§ **BRIEF**: Collect each line of the data below that contains the string "leaf", copying every one in full.

** START **

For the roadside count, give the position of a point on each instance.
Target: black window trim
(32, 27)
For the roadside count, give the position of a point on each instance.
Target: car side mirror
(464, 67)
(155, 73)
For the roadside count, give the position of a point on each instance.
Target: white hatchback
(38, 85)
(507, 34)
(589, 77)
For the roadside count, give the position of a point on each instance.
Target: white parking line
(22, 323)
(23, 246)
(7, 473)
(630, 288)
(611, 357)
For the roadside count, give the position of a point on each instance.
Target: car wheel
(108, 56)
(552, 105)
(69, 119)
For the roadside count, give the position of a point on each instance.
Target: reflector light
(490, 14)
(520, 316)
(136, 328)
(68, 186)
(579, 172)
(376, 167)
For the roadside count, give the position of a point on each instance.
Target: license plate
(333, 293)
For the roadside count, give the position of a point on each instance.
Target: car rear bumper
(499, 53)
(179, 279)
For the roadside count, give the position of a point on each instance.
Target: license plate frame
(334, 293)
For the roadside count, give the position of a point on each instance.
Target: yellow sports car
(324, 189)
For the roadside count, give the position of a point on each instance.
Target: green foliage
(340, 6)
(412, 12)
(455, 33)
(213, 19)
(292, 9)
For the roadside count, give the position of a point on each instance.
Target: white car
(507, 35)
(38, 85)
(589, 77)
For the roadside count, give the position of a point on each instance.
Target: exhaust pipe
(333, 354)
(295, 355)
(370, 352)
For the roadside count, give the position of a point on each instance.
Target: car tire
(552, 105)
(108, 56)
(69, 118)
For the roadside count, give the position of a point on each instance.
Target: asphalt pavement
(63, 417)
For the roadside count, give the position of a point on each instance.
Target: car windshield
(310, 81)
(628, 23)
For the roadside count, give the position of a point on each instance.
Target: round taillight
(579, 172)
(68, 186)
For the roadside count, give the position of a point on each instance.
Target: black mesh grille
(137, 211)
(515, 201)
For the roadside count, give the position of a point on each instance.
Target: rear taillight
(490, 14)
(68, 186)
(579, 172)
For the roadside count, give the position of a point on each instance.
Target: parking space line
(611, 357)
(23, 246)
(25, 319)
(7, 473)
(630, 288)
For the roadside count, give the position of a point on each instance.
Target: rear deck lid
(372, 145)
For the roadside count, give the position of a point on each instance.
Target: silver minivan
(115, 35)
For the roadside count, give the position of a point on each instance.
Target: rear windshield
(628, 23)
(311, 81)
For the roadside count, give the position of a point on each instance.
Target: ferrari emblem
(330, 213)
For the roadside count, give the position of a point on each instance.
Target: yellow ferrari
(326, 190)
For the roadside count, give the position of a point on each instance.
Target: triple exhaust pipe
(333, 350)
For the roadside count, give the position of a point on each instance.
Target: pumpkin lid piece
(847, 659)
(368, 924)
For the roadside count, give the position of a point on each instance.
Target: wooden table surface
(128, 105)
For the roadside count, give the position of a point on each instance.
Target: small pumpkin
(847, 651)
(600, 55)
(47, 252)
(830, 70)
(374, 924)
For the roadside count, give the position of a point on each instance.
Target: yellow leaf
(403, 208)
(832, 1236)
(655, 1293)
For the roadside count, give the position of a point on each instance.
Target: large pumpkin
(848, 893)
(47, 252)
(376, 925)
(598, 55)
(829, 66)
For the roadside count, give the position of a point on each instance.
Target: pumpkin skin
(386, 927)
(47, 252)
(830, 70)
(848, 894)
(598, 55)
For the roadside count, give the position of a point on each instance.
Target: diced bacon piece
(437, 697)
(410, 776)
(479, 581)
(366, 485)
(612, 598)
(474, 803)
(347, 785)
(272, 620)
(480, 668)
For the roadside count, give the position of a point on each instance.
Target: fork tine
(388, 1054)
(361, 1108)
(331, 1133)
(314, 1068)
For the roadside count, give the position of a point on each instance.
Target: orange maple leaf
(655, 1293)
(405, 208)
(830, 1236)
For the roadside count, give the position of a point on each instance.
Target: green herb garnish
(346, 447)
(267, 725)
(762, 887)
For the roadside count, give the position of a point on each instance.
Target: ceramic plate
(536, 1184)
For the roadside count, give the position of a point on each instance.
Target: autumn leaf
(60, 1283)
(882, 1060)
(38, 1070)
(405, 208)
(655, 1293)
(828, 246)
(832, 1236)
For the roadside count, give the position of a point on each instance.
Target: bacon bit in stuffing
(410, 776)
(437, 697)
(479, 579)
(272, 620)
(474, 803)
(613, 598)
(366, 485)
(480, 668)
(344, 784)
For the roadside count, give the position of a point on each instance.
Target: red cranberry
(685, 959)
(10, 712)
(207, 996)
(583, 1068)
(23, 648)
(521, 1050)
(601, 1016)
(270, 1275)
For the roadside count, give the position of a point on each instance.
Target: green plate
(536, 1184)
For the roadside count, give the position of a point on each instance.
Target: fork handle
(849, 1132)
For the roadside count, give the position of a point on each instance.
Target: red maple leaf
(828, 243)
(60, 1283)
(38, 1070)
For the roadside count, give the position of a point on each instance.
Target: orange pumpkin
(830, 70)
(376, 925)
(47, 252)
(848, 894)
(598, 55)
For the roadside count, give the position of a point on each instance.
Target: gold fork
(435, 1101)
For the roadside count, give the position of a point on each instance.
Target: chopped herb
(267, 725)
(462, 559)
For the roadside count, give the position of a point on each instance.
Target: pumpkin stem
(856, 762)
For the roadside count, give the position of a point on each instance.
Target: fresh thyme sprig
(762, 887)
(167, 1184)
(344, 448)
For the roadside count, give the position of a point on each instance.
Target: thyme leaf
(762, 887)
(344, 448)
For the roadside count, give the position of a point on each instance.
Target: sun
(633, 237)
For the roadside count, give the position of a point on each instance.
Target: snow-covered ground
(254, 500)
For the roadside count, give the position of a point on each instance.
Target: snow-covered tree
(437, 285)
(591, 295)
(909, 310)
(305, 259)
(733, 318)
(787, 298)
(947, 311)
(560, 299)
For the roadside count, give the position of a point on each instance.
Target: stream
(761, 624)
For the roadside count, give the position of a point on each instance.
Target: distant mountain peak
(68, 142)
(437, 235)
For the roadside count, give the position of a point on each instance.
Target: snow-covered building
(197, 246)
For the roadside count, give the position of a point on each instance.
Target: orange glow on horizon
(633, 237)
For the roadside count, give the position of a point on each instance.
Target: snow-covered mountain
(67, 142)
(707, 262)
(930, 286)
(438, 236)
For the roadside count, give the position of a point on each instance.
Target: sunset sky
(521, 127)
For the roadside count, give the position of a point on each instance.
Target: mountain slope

** END **

§ **OUTPUT BELOW**:
Target: yellow leaf
Target: orange maple leaf
Target: autumn leaf
Target: red maple leaf
Target: thyme leaf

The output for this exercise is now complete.